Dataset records
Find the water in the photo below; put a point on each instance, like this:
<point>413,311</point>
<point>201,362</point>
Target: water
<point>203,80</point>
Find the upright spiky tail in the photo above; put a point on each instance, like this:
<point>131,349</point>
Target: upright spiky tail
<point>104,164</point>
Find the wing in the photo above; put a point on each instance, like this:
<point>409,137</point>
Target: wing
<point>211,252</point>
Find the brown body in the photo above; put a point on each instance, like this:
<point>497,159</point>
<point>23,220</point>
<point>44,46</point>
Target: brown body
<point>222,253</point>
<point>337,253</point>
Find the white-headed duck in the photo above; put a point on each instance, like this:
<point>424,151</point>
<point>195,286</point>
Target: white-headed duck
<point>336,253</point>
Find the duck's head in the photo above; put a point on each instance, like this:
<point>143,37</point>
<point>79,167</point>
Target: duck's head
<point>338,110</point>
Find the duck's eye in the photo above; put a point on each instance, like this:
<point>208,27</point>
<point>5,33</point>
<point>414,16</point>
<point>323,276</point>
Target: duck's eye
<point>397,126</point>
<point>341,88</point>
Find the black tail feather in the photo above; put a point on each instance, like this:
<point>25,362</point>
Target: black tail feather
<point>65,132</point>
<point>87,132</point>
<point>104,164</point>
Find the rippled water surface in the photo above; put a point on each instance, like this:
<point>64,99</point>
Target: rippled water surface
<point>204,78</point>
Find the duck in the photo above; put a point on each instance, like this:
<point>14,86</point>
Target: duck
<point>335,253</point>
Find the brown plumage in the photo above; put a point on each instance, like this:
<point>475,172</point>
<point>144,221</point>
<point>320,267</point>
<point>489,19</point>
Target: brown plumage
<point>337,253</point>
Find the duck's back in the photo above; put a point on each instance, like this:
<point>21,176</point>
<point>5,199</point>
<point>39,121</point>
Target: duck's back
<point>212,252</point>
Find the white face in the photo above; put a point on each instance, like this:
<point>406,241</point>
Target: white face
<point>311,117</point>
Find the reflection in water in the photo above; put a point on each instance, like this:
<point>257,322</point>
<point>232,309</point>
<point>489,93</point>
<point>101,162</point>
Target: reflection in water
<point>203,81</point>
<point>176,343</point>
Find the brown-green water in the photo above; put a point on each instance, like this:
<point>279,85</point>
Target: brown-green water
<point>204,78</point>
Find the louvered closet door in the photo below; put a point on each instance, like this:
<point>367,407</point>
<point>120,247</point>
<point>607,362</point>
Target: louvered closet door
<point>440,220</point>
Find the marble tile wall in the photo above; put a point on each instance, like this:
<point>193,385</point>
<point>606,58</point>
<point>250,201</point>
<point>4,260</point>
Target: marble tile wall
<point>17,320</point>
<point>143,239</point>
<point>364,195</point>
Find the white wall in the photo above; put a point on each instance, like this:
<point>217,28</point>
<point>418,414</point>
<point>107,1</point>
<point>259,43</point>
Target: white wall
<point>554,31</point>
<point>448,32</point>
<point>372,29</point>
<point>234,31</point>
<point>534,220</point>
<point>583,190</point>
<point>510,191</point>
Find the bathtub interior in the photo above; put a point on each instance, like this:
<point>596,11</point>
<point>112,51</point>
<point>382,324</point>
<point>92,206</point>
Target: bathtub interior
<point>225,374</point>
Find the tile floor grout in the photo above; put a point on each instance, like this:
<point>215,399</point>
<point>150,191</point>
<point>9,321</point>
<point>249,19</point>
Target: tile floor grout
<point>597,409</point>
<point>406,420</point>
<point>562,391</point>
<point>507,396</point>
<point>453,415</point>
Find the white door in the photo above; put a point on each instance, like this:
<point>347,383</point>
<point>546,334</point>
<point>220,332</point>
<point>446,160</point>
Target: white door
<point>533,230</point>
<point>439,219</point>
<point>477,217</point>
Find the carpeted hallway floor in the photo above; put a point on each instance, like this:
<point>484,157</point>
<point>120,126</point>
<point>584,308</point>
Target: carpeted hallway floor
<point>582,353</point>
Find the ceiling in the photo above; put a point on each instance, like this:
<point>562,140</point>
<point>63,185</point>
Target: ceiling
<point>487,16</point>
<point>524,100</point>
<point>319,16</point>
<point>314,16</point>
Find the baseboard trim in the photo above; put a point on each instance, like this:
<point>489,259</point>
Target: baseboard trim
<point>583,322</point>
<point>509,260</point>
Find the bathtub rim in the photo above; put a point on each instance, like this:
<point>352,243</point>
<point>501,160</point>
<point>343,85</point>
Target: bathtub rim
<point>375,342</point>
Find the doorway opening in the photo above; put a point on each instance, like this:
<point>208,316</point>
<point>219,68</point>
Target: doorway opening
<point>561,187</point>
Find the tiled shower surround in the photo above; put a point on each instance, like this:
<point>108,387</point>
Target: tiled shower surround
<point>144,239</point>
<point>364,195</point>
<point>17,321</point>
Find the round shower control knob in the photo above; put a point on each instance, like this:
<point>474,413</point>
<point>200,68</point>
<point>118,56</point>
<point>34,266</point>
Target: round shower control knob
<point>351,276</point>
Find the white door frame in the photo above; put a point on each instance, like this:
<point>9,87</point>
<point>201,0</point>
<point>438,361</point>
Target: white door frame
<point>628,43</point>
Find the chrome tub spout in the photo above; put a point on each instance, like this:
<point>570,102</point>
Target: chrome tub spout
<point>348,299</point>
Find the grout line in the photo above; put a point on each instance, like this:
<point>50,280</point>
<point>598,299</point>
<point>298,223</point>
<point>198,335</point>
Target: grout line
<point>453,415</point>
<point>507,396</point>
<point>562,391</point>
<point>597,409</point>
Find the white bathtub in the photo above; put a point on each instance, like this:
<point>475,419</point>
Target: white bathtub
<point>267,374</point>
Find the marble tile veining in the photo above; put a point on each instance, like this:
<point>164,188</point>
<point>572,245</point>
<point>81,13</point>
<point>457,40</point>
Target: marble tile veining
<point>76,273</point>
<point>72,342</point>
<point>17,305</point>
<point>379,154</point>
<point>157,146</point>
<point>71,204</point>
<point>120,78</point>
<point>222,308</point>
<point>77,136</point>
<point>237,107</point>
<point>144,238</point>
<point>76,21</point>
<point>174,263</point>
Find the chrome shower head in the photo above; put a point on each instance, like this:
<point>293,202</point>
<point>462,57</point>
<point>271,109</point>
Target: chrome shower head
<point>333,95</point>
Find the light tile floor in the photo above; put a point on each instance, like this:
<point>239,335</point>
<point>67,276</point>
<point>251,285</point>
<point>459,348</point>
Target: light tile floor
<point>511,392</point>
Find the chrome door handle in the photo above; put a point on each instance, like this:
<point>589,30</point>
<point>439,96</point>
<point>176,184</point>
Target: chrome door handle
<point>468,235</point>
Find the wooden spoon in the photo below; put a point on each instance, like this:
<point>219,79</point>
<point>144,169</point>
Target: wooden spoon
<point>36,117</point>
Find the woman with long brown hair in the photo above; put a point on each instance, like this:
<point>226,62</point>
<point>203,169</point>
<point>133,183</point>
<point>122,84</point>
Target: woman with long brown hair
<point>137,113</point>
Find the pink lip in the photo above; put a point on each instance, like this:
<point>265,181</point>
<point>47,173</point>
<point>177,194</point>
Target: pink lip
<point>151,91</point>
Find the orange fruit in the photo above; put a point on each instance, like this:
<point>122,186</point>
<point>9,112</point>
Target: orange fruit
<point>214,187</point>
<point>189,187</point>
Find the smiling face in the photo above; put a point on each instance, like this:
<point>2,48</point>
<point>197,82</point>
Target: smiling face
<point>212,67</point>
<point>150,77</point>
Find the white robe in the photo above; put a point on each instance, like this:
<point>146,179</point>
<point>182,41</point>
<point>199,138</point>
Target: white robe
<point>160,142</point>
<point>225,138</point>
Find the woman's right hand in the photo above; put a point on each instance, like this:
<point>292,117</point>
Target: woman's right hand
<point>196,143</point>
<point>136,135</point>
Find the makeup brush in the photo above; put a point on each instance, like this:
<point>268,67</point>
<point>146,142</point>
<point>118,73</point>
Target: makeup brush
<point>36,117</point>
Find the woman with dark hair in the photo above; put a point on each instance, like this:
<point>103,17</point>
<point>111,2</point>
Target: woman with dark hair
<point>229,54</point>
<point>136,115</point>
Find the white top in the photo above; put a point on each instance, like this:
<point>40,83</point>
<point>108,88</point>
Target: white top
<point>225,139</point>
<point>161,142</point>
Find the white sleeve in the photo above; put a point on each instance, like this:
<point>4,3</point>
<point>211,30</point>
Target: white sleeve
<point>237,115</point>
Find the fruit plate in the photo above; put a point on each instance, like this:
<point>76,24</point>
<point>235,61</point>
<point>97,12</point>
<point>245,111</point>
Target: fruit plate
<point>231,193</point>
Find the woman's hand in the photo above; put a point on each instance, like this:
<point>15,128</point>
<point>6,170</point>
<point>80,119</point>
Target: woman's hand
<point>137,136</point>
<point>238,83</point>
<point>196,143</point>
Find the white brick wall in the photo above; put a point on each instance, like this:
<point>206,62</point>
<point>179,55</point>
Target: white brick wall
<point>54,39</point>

• **Exercise**: Show all lines from the entries that hold "below".

• **Answer to this task**:
Find the water in the photo below; put a point on each instance, like this:
Find the louvered closet door in the photo below; put a point on each instance, like this:
Find the wooden spoon in the photo below; put a point on each instance, like this:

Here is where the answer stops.